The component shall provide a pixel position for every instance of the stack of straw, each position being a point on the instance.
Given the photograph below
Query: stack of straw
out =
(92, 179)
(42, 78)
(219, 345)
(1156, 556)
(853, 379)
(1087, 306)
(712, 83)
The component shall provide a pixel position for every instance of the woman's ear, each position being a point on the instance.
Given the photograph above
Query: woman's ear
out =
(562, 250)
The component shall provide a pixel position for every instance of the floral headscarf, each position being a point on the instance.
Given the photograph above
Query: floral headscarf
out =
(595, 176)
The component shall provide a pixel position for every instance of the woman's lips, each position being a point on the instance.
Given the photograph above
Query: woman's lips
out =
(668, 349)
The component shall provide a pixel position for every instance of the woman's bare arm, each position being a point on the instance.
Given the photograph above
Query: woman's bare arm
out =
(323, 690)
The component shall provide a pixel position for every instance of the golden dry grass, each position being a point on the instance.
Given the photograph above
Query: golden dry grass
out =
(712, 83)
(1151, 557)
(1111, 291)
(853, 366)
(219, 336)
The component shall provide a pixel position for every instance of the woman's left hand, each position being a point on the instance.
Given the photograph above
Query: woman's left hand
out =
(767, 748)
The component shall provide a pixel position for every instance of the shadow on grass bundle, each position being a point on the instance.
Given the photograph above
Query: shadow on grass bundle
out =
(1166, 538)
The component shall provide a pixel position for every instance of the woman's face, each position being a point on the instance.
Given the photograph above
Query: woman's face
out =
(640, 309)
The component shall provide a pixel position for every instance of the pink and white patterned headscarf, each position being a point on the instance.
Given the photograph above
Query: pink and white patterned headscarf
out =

□ □ □ □ □ □ □

_DIRECTIONS_
The lines above, starting at the one with "Query: floral headscarf" and ending at the one with "Query: golden dry grass", are the only ones to return, exactly as written.

_ANSWER TO THE PROBLEM_
Query: floral headscarf
out =
(595, 176)
The component shall provide a pixel position for every instance of the woman's lips, each position being a point on the instance.
Given the photograph above
Query: woman's lips
out =
(668, 349)
The component shall provide a pixel position for every instance of the woman's bare arm, each position being a point on the instance.
Given the photograph above
Query: woman's bare arm
out =
(323, 690)
The component shall provide a pixel position for every instance of the golden dry grass, each position being a point on the instance.
Given the photograph above
Query: golden dry grass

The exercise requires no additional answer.